== ASSIGNMENT ==
In the profile of James Stuart McKnight, who preceded him as the Los Angeles City Council member for the 3rd district?

── GIVEN PASSAGE

Member of the California State Assembly from the 75th district
- In office January 4, 1915 – January 8, 1917
- Preceded by: Lyman Farwell
- Succeeded by: Edwin T. Baker

Member of the Los Angeles City Council for the 3rd district
- In office July 1, 1931 – June 30, 1933
- Preceded by: Ernest L. Webster
- Succeeded by: Stephen W. Cunningham

Personal details
- Born: November 15, 1884 Green Bay, Wisconsin, US
- Died: December 25, 1950 (aged 66) Los Angeles, California, US
- Party: Progressive
- Spouse: Anita King ​(m. 1919)​
- Education: University of Southern California

Military service
- Branch/service: United States National Guard California National Guard
- Rank: Major
- Battles/wars: World War I

= James Stuart McKnight =

American politician and lawyer (1884-1950)

────
── EXTRACTED INFORMATION

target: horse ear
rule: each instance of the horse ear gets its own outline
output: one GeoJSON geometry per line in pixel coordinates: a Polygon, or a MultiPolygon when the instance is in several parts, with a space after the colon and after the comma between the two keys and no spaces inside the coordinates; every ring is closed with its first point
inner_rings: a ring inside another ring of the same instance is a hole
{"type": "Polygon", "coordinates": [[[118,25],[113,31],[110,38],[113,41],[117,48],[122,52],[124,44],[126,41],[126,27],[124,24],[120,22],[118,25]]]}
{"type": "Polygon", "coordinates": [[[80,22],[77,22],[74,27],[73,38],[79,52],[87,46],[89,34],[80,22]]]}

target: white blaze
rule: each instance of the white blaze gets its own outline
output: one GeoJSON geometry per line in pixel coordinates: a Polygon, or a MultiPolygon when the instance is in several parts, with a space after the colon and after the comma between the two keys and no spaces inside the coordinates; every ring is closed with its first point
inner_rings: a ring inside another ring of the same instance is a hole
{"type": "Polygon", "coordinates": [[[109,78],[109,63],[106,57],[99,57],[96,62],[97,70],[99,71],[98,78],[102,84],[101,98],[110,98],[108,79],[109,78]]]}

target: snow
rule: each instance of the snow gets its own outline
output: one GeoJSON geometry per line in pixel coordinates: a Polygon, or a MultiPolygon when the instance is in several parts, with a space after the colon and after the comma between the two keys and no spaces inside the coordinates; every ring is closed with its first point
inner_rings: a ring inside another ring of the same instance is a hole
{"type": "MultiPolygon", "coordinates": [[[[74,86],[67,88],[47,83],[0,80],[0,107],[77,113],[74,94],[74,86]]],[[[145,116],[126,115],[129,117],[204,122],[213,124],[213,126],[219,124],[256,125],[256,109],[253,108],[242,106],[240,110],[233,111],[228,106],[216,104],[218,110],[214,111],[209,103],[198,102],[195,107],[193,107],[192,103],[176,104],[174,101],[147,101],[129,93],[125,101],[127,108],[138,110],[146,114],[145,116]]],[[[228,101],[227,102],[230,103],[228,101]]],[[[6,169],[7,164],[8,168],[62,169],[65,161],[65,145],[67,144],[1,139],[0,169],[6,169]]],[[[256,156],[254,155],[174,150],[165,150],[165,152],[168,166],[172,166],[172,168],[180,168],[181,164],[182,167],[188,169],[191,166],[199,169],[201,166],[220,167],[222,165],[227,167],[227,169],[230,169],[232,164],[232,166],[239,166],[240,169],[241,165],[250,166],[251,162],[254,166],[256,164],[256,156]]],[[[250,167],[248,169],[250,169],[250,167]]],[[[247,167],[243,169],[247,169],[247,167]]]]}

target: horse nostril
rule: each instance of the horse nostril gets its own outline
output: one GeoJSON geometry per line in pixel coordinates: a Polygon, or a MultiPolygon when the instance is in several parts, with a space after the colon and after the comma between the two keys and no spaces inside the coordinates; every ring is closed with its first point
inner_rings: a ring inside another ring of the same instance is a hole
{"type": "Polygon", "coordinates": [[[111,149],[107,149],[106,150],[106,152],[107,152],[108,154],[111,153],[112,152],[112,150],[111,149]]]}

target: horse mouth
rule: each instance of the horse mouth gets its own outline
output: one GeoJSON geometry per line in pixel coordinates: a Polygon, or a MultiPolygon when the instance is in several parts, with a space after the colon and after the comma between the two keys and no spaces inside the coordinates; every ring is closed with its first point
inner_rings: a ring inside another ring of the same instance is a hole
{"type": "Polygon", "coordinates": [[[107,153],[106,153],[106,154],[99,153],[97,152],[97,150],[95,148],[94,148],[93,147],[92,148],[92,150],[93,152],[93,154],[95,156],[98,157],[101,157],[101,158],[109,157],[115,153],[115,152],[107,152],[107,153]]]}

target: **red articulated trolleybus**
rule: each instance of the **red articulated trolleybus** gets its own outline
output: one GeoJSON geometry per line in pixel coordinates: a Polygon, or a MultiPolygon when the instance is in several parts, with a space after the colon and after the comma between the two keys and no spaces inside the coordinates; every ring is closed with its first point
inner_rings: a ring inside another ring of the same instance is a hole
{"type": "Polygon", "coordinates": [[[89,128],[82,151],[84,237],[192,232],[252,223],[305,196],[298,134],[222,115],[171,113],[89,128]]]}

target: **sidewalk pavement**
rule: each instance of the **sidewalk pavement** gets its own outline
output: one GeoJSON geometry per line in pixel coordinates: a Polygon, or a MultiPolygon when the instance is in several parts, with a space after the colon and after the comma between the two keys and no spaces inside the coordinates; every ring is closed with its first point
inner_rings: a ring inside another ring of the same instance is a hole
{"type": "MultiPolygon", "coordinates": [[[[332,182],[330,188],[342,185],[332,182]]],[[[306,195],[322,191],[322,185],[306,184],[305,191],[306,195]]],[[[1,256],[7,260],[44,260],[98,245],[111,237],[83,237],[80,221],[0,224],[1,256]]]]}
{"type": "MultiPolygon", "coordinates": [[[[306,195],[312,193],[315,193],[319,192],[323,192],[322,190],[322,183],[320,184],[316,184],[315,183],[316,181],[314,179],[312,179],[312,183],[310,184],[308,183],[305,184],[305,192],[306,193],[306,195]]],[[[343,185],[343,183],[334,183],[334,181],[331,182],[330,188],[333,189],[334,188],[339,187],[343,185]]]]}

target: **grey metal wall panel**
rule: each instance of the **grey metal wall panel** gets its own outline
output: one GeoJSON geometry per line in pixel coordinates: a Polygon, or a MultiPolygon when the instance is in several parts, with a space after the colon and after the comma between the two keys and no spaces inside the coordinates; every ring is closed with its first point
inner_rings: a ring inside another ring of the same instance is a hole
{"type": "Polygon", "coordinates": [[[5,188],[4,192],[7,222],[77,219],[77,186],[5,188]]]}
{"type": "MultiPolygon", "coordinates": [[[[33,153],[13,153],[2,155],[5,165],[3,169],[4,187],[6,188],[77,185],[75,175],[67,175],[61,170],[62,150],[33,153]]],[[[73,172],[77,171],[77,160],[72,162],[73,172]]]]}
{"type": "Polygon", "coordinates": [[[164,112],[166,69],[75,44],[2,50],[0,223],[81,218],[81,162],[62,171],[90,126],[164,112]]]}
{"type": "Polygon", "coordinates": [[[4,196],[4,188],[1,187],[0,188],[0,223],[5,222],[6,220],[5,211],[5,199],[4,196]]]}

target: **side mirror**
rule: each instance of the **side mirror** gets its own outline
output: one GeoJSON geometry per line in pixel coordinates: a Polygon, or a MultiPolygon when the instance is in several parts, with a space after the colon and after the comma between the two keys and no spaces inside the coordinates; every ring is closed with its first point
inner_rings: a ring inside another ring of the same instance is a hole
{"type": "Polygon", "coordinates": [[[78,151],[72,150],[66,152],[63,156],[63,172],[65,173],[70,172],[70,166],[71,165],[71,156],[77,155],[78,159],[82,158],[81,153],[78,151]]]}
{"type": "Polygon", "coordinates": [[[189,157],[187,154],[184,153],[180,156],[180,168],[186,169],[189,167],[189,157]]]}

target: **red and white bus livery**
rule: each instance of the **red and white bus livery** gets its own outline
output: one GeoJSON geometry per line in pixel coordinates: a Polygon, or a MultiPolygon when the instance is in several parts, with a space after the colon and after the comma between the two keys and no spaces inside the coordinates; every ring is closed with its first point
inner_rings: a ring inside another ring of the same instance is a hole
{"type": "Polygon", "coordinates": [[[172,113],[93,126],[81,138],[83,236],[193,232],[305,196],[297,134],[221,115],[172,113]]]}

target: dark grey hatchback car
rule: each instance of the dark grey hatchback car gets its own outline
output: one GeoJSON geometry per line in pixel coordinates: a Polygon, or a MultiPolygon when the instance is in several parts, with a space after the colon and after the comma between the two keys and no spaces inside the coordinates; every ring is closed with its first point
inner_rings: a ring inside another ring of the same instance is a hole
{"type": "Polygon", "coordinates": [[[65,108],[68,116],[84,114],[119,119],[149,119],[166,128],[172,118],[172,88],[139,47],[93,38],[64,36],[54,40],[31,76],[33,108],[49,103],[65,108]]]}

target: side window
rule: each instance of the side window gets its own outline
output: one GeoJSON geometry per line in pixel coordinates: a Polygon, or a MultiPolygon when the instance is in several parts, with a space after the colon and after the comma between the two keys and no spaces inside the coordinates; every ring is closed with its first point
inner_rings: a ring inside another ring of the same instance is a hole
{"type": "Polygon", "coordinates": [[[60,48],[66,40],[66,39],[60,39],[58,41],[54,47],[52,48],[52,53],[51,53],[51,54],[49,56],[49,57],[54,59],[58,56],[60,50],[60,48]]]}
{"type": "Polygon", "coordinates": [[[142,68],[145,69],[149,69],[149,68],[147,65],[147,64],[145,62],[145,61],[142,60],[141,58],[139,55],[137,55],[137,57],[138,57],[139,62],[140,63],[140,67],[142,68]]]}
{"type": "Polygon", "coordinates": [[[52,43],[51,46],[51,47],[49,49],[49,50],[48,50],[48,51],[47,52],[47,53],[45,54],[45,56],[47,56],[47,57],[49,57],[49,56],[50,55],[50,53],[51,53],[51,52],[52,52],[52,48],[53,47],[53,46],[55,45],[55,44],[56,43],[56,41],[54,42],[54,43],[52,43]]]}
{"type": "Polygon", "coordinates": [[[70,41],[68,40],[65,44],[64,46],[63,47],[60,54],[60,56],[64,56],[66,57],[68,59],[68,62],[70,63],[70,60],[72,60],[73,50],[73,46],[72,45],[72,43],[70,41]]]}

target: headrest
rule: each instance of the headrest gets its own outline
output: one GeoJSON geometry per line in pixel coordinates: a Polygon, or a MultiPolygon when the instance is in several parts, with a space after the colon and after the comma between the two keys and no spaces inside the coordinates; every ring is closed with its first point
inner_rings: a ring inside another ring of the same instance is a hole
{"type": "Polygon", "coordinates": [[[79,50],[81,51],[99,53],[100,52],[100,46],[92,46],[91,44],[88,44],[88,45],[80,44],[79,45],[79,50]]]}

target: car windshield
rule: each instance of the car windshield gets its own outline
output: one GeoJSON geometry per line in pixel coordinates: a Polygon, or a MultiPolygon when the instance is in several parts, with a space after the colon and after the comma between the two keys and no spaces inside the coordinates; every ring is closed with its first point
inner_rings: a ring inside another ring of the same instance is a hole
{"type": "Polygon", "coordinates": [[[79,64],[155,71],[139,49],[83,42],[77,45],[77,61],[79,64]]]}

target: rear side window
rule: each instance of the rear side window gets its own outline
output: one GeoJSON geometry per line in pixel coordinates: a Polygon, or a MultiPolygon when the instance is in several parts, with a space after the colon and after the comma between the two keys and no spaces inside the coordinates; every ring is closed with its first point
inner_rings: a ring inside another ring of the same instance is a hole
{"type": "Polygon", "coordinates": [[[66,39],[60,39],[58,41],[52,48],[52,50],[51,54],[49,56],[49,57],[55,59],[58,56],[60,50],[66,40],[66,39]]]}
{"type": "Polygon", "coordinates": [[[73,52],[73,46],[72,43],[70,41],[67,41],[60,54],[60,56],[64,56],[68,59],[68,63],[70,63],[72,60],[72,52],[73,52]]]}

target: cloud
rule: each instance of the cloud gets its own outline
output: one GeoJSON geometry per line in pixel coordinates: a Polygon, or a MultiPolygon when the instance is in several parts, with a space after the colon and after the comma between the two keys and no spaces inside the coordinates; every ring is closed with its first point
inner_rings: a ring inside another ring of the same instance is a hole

────
── EXTRACTED INFORMATION

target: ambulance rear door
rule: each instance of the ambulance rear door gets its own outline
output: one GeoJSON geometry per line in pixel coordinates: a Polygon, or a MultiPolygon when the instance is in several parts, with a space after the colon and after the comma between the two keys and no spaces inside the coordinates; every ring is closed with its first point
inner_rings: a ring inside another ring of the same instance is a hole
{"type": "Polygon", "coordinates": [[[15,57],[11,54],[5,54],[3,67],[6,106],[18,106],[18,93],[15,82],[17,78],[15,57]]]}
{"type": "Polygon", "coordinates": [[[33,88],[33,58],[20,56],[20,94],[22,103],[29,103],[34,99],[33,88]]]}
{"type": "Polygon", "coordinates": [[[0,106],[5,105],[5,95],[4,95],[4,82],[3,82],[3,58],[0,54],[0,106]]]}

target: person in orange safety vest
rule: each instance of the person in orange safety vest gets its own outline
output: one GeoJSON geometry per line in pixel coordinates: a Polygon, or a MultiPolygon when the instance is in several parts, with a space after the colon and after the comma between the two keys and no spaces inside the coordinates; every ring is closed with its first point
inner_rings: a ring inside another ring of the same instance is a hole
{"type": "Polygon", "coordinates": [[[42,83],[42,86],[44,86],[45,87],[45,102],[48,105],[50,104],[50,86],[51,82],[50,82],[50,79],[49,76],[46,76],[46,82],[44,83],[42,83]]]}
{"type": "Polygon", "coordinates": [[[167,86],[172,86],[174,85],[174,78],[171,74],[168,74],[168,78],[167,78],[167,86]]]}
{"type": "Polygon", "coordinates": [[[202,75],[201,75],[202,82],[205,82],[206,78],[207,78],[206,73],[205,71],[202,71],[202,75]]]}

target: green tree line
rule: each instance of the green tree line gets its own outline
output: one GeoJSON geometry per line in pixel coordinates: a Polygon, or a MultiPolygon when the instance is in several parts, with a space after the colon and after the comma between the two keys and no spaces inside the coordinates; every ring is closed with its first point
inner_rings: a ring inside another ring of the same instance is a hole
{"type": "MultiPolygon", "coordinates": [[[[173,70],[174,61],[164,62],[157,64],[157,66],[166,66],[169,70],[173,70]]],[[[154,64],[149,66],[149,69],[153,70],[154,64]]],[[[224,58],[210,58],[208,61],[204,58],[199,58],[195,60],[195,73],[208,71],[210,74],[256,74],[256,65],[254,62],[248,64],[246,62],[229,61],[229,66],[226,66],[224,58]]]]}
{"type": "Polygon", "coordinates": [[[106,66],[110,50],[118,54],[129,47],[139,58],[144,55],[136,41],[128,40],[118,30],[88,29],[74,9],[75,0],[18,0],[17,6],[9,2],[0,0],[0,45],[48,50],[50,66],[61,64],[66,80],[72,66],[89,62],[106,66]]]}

────
── EXTRACTED INFORMATION

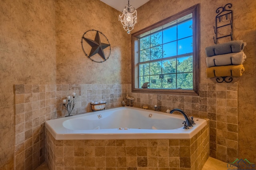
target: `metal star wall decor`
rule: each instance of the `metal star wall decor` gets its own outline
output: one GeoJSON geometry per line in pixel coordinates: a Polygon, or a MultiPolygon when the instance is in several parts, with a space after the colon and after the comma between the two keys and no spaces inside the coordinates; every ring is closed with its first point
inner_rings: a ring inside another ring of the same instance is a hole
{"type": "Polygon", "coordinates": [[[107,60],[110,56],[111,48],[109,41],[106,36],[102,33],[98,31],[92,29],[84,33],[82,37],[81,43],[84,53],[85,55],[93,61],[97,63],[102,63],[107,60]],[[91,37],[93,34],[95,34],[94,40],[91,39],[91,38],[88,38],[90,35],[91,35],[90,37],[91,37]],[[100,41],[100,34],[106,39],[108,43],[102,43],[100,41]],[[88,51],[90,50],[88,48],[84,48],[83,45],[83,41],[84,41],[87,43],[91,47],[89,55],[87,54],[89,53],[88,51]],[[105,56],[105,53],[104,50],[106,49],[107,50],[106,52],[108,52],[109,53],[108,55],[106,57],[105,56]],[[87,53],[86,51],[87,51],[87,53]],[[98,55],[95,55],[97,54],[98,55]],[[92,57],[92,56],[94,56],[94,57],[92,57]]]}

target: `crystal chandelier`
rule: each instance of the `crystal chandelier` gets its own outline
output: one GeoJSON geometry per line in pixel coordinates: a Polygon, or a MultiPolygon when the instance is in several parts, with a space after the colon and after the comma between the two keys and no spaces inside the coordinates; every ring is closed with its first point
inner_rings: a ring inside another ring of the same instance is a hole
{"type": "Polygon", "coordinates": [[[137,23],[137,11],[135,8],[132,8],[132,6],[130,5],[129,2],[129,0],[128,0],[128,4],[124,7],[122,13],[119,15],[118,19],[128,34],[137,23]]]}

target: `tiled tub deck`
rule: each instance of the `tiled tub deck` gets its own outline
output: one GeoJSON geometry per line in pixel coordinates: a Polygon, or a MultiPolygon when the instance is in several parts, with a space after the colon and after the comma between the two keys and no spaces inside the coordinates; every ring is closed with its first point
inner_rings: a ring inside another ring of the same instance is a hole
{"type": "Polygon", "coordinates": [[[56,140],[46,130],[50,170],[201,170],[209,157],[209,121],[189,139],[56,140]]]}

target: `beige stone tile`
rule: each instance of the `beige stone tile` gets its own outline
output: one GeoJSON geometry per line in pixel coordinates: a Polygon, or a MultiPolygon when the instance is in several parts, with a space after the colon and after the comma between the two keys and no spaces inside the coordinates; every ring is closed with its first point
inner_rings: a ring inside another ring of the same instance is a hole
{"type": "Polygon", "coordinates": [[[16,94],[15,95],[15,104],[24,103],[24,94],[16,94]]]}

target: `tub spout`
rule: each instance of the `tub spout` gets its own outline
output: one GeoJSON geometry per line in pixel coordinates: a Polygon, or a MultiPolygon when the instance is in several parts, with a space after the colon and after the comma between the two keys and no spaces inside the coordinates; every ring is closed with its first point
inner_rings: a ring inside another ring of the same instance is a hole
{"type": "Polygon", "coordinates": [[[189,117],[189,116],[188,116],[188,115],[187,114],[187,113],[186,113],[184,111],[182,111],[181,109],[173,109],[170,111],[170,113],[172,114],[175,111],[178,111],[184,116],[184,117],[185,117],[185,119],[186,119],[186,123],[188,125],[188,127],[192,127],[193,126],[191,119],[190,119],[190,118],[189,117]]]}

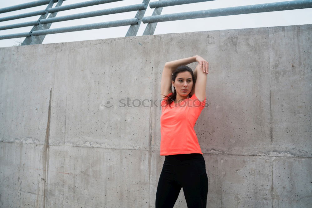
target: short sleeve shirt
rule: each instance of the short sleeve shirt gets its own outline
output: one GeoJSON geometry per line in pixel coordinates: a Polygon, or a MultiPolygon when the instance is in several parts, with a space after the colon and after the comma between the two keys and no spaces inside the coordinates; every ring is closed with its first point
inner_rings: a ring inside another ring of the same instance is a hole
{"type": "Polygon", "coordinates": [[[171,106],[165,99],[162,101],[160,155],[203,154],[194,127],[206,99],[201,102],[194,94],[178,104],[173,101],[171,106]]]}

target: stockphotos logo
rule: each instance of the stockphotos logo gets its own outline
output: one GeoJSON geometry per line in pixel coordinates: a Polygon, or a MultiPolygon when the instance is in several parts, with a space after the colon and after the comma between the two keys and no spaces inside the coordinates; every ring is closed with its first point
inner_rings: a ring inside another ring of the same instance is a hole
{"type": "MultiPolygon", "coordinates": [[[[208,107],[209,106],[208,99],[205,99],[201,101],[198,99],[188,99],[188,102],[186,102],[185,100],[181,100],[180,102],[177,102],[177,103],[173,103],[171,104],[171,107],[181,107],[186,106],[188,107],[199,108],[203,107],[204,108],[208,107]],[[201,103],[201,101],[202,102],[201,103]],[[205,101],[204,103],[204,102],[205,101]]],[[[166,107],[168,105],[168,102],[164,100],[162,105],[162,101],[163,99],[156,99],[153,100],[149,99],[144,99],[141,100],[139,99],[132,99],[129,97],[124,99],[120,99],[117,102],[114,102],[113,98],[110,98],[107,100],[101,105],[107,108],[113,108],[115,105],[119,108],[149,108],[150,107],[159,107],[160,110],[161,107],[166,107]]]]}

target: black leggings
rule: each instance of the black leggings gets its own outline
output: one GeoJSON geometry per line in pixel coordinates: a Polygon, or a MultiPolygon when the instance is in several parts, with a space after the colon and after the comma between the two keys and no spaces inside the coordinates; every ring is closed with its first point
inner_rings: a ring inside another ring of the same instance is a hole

────

== RESULT FOR THIS EXERCISE ==
Ernest L. Webster